Extend the passage on the emerging church and the legacy of Constantine, starting after its final sentence.

> _TEXT PASSAGE_
====================
For the last fifteen hundred years the church has been at the centre of society and involved with the state. Today in a postmodern era there is a new emerging church rising from the midst of a irrelevant, dated church. It is grassroots and rough. It is being lead by mainly young people and it crosses denomination and organization.
Its form is still shaping and its contexts are ever changing however there are some universal principles that seem to thread these churches together as missional communities. They embrace their culture with simple abandonment. They have smashed the walls of the church and the invisible barriers of the church to reach the world around them.
While at the same time living counter cultural lives that interact with ancient prayers and age-old disciplines. They are rediscovering liturgy, service and prayer as the fuel for the mission.
Attract verus submerge.
Since the time of Constantine the church has been at the centre of society. This was reflected in the churches buildings, which were given great importance in the centre of town and its overwhelming structure was intimidating in height and design. The steeple was the highest point in any town. ‘It was only three centuries after the death of Christ that Constantine gave official recognition to the importance of Christianity in the State by calling and presiding over the Council of Nicaea (Cairns 1954: 85)’.
State and Church co-existed as equals crossing over into each other’s realms through politics and the government of the day. There was a blurred edge between clergy power and paid political rule.
Christianity was not birthed this way. It was considered a Jewish cult, was a grass roots movement, and its people were marginalised. The Roman government persecuted Christians and many thousands were tortured and killed in the first three hundred years after the birth of Jesus.
Today most of the church acts as if it is still under Constantine influence. It aims to construct large buildings where it conducts services that represent the spirituality of the church. Sunday morning has become the unchangeable icon of the modern western church.
====================
> _MATERIAL SUPPLIED_
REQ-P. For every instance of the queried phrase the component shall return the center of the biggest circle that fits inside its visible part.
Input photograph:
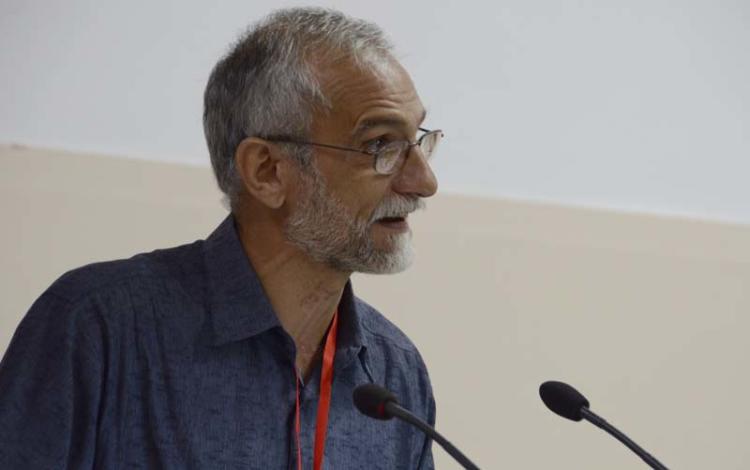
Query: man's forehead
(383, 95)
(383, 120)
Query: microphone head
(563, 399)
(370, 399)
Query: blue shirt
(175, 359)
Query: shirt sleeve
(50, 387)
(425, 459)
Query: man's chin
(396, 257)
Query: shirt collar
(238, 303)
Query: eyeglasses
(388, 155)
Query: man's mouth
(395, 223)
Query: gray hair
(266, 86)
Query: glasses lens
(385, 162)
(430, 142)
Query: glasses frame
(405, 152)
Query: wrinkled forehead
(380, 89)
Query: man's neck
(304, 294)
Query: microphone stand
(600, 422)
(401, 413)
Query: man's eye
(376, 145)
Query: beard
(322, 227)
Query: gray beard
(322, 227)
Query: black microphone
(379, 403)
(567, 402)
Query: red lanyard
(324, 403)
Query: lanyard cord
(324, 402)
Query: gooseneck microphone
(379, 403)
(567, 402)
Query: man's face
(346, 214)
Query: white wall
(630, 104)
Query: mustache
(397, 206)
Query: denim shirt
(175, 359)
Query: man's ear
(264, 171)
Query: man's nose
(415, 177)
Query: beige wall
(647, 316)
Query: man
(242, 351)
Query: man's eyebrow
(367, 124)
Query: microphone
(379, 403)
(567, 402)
====================
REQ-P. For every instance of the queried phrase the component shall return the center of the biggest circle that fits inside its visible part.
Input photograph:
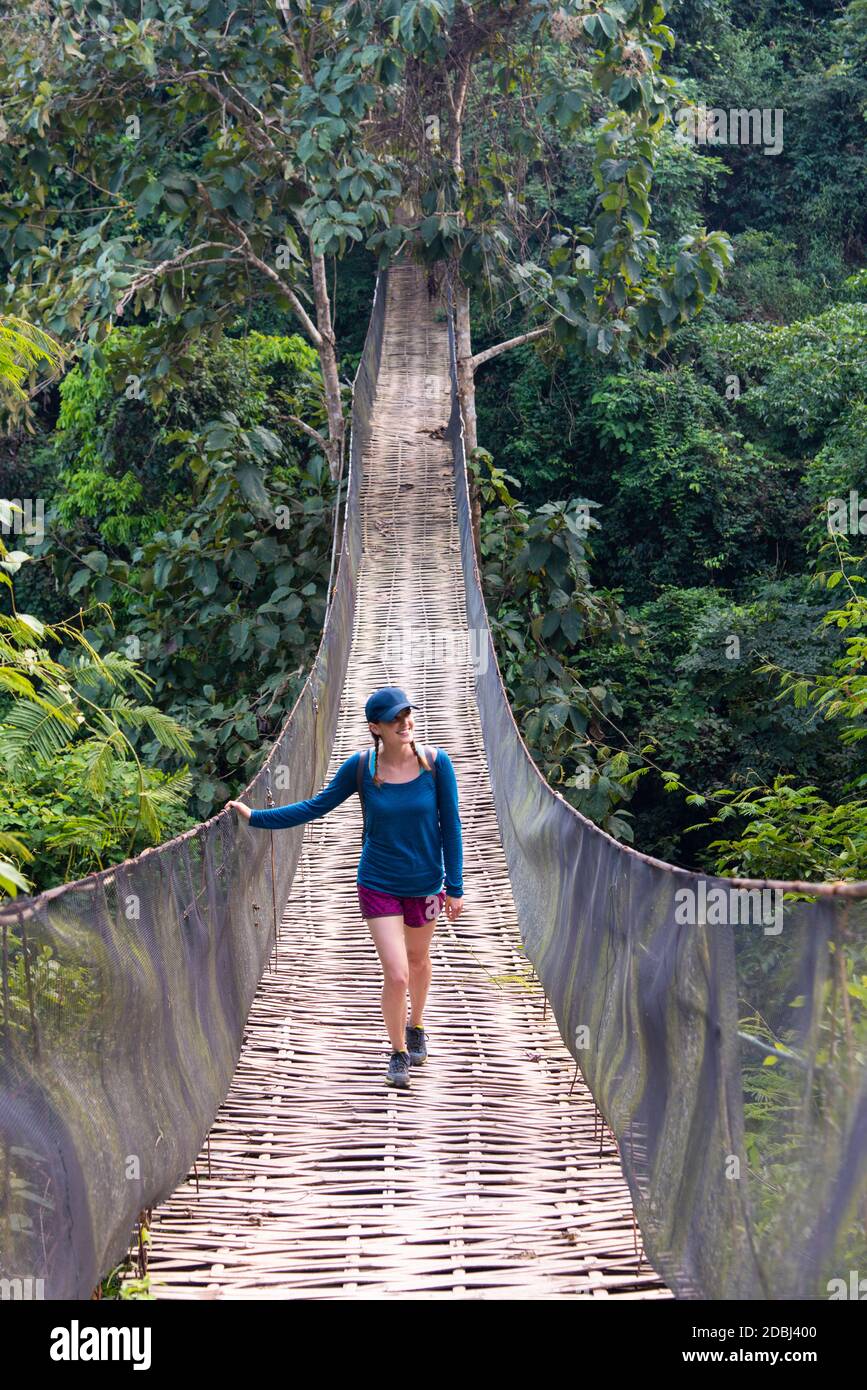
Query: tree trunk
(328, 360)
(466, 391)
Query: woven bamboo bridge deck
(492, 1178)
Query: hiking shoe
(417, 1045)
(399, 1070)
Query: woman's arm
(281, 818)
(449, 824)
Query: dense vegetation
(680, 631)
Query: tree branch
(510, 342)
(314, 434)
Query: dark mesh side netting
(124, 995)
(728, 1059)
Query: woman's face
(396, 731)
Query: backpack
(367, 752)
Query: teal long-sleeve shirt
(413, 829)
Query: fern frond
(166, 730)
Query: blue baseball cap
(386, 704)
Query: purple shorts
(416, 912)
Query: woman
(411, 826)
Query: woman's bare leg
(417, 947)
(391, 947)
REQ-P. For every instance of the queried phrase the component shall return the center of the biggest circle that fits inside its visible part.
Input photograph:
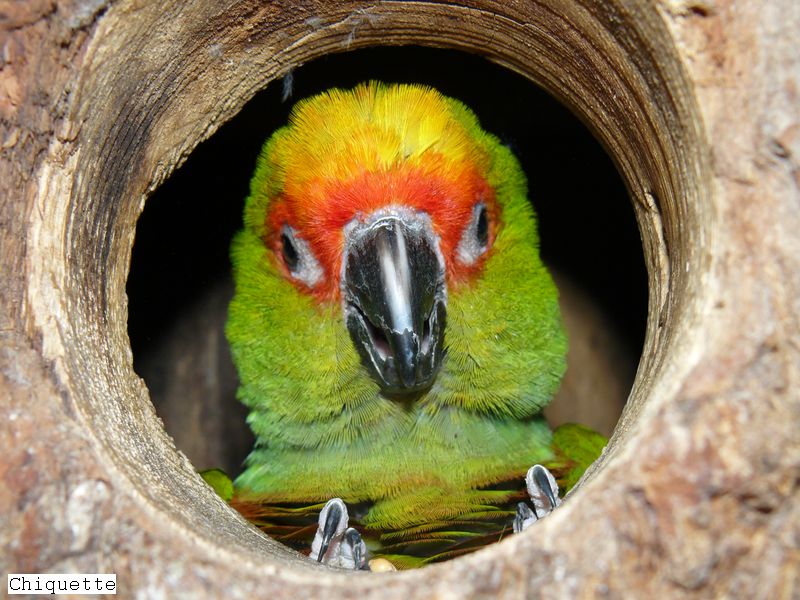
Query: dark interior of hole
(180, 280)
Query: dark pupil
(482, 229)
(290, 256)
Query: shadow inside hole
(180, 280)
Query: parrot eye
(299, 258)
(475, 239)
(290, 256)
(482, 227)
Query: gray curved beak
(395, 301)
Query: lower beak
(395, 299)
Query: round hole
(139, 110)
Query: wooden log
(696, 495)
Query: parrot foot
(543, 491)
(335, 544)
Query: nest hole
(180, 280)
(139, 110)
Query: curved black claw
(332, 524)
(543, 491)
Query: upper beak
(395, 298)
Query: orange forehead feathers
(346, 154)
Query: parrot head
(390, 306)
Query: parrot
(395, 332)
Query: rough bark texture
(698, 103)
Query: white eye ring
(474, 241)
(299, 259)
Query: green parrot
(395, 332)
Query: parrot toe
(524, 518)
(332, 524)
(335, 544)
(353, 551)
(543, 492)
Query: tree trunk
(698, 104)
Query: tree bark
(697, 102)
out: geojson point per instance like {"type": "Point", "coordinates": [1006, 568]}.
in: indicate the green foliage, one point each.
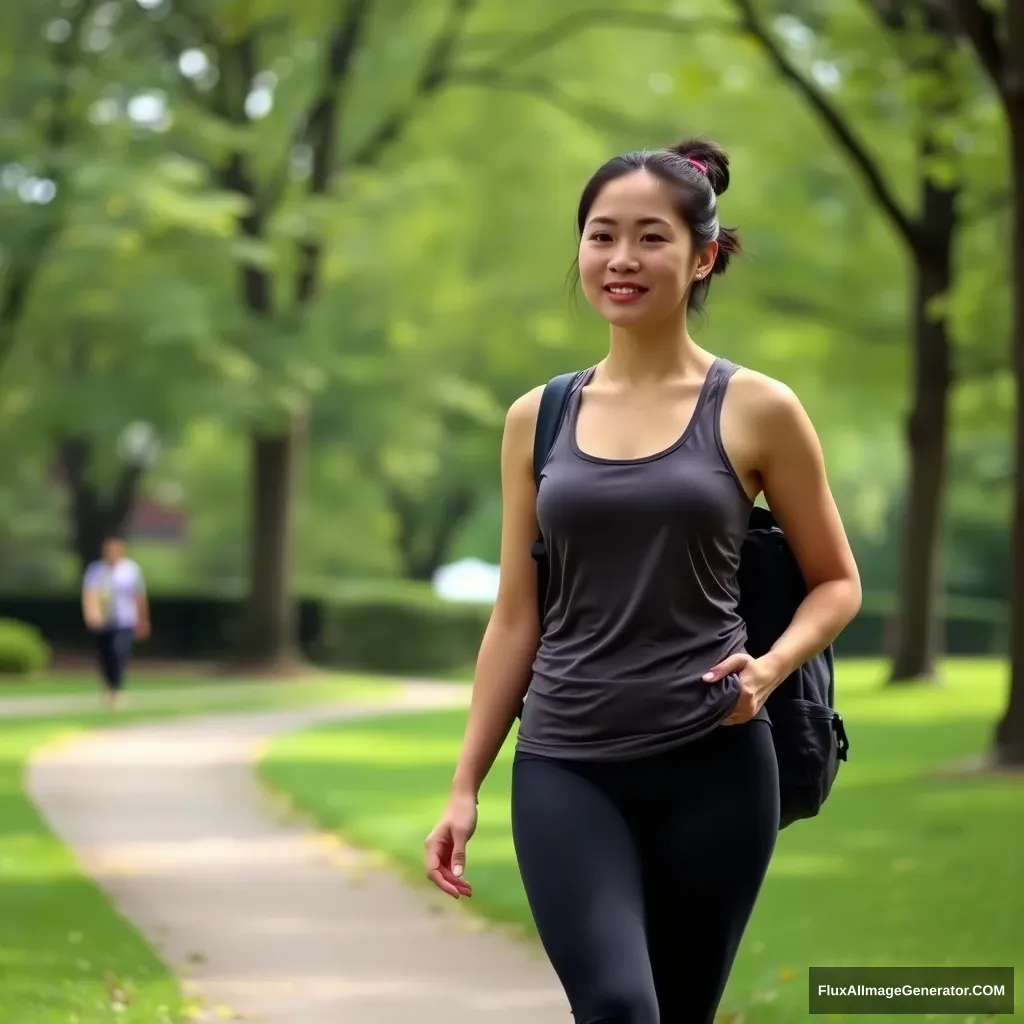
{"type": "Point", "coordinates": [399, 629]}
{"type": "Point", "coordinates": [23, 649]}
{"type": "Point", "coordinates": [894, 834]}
====================
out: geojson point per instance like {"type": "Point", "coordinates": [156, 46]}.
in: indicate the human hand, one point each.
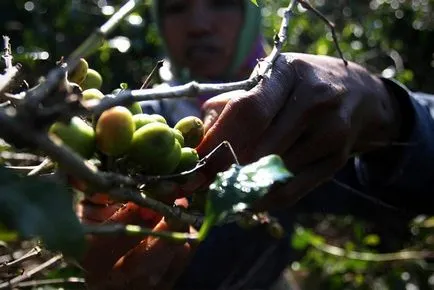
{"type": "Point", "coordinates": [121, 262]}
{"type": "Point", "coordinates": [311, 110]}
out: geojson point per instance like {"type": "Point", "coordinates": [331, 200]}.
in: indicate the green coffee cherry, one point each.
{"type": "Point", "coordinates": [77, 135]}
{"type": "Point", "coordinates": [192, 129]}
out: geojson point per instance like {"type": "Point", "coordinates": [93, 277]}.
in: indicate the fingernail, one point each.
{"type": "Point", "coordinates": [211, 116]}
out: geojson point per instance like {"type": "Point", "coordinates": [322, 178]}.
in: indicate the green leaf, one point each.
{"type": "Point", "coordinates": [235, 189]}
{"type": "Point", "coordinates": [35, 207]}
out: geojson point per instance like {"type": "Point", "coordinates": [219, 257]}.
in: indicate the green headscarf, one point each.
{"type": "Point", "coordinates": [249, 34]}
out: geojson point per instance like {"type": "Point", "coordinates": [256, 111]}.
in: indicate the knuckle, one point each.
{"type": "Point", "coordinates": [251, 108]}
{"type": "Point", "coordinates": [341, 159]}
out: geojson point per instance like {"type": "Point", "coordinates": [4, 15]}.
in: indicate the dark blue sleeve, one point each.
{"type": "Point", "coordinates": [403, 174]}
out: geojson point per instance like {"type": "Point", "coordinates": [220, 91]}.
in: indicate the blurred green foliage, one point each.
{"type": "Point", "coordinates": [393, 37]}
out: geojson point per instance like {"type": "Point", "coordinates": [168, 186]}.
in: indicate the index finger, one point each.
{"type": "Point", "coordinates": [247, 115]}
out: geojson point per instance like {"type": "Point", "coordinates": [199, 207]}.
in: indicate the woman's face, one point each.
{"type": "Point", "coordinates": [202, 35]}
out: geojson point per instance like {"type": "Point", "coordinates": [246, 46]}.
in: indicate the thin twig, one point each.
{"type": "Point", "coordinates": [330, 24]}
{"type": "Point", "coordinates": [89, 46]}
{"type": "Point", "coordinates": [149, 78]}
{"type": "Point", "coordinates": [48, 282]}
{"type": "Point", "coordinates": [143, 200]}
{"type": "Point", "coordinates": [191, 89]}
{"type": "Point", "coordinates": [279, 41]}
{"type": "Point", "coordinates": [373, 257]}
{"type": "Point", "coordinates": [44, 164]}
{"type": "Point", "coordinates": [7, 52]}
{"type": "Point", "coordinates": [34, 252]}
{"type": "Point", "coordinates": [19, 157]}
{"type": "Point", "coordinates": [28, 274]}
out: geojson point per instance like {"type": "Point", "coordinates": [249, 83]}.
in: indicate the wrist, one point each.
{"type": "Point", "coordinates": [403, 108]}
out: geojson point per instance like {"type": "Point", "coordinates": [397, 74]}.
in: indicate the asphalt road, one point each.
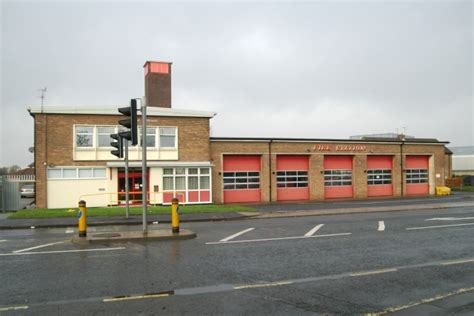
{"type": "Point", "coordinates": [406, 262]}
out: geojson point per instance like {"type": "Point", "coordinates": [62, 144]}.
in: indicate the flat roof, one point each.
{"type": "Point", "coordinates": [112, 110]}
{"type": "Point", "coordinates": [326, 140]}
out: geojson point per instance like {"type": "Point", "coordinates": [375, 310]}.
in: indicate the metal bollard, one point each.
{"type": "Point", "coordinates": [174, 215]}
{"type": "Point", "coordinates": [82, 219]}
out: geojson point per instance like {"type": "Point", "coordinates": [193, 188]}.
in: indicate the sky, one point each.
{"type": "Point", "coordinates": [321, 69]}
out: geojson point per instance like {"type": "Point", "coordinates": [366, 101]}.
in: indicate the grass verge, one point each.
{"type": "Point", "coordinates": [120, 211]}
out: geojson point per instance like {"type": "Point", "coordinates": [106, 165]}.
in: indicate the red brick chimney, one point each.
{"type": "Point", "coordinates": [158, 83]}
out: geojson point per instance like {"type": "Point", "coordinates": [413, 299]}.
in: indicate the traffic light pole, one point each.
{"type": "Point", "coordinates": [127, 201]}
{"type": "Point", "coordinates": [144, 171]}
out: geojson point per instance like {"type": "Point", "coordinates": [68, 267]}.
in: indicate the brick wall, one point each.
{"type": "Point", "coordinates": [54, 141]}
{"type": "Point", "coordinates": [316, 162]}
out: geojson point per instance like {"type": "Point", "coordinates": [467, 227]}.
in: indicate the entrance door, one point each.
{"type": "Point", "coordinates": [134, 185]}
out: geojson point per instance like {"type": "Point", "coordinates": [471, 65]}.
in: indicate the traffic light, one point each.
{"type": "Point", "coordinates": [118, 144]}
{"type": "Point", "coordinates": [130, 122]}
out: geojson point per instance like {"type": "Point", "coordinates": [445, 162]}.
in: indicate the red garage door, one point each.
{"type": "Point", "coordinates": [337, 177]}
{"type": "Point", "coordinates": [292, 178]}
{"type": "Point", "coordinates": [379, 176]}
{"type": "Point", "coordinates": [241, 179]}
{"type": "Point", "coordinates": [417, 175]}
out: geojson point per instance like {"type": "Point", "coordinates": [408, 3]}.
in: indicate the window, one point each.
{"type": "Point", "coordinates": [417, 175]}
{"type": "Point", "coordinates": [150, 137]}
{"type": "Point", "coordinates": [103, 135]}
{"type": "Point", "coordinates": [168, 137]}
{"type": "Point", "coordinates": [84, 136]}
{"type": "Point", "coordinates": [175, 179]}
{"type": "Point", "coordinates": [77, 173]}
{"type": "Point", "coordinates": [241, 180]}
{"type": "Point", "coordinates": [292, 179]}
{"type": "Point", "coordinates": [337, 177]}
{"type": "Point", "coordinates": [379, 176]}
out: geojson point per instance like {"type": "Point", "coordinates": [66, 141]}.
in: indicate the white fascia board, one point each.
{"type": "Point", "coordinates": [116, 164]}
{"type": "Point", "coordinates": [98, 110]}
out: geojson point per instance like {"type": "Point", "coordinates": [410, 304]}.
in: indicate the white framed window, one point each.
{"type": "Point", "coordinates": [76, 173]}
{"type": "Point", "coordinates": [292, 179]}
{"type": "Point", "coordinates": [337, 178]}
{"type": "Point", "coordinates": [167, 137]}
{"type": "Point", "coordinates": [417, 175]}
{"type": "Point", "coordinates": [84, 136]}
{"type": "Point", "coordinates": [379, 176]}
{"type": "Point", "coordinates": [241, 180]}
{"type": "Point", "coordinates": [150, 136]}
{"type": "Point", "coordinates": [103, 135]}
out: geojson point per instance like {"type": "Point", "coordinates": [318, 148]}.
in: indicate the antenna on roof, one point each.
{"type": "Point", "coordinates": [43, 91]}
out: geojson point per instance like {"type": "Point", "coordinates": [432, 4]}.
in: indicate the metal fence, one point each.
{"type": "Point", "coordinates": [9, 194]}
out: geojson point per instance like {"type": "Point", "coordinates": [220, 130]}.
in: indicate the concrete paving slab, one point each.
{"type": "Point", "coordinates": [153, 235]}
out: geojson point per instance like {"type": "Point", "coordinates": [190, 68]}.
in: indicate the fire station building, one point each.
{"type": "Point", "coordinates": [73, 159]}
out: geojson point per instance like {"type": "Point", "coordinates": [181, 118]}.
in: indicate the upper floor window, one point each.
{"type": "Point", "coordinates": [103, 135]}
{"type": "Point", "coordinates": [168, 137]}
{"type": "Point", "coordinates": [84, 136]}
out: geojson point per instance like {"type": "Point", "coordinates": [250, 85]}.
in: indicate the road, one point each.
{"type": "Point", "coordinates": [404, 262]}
====================
> _TASK ANSWER_
Go anywhere in the western church and you’ll see a universal format of singing and preaching as the fundamental cornerstones of the content of these services. The church’s main premise is to conduct a service so it can attract visitors to their building and then assimilate them into the life of the church and its programs. Some large churches do this incredibly well and provide excellent services. From when a person enters the car park to when they leave they are treated to a host of volunteers who will greet them, show them to a chair, teach or baby-sit their children, sing to them and then provide a reasonable amount of entertainment from PowerPoint to skits, dramas and items. Some people can go from one large church to another enjoying world class preaching and music.
Unfortunately many of the smaller churches have the same aims and intentions, but they do not have the facilities, resources and volunteers to provide the same quality product. They most likely have attended the large church services and even a yearly conference hosted by the large church and yet they find such experiences unreproducible.
Firstly, western church services are normally incredibly inward in their language and content. Only people familiar to the Christian culture would truly understand the majority of what is said and sung. There is usually a cultural issue where the songs and style is dated. The service only appeals to people whom like that style.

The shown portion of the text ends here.